• [Text passage]
☆ ☆ ☆ ☆

From my experience playing Esper Mentor:
I find Esper Mentor to be a midrange deck. In grindy match-ups, I do surprisingly well with hands consisting of only disruption, lands, and cantrips (heck, sometimes, without cantrips) with no threats. We disrupt first, then stick threats by Turn 5-6 (assuming our libraries are generous enough)--that's midrange to me.
Yep, Mentor, 1-mana targeted discard, more than 4 removal spells, and some number of Snapcaster Mages are MVPs. Tasigur's also a house, and I believe 4 or more cheap cantrips are essential Mentor(/Delve) fuel. People are increasingly lowering Creeping Tar Pit numbers, though.
I'm personally not certain about how well Liliana of the Veil would do in this deck, although she does have a habit of making Mentor go without noncreature spell fuel.
I've been doing decently well with 4 Myth Realized, 3 Mentor, 1 Tasigur, 4 Tiago, 4 Souls, and 3 Tar Pits. I removed all my 4-drops and went down to 22 lands to pull this off. I play 5 cantrips instead of 4--the 5th cantrip could easily be Tasigur #2. Turn 1-2 Myth Realized often ends up dealing as much damage as Turn 3 Souls by Turn 4, though. Other people have success with Sorin, Solemn Visitor or even Sorin, Lord of Innistrad as an extra bomb.
Hey so I've been lurking/playing MONASTERY MENTOR for a while and I've decided to post now because the last couple of posts really hit a chord with what I've been experiencing. I've been working, tweaking, testing a lot of main deck and sideboard configurations. The deck and my comments separately below, as it is a bit of read, forgive me.
for the tl;dr The deck's main threat is mentor and tasigur. If this deck is to take any free wins, it will be off of turn 2 tasigur or stabilize into turn 3/4 mentor. counters always proved somewhat underwhelming and awkward to this plan because the fit the first half of stabilizing, but not the second half of getting the free win. Started running GITAXIAN PROBE to relegate the last few counters to the board. Added the sorely needed GHOST QUARTER as the twenty-third land (though could easily be TECTONIC EDGE to one's taste, I personally like the "free" nature of it in an already mana hungry deck), a GURMAG ANGLER since I can't stand drawing 2 TASIGUR, THE GOLDEN FANG and a WRATH, SORIN, SOLEMN VISITOR, BATTERSKULL package to the board. I like how smooth it runs like this and the board is powerful. Gonna test a bunch with this config. I have some doubts, but they are mostly against specific matchups. I've played the deck enough to know that this is very close to the correct config unless I'm not understanding something and being a noob (which is oft to happen).
After watching the Starcitygames premium video (love/hate that app. did pee my pants the morning I saw it tho, not gonna lie) and my own suspicions that gitaxian probe and mentor were meant to be. It's so nice to setup turn 1 and 2, drop mentor, probe into gas, drop a token and be in a commanding position turn 4. I've been sold on it for a while and never looked back. You just get down to what this deck is designed to do much quicker. You may lose some due to the lack of counters, but remand is soft, and snare is a liability. You will make up for the losses eventually with more easy wins, of which this deck I think needs more.
Which conveniently brings me to my next topic, threats. When I analyzed the threat axis of the deck, I saw mentor, tasigur, souls, tarpit. The whole thing works because mentor wants spells to be cast and tasigur wants to exile them from the graveyard. Souls is just great for many reasons, but powerfully so with mentor and the yard. Tarpit just plays into the deck's macro-level midrange goals, which brings us to an intermission.

☆ ☆ ☆ ☆

• [Supplied data]
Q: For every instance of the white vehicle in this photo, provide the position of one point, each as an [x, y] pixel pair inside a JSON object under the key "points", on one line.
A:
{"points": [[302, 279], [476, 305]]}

☆ ☆ ☆ ☆

Answer these questions from the Esper Mentor text:
1. After removing all the 4-drops, how many lands was the deck reduced to?
2. Which card was added as the twenty-third land?
3. Which card does the text call "a house"?
The data is separate material and is not connected to the Esper Mentor text.

1. 22 lands.
2. Ghost Quarter.
3. Tasigur.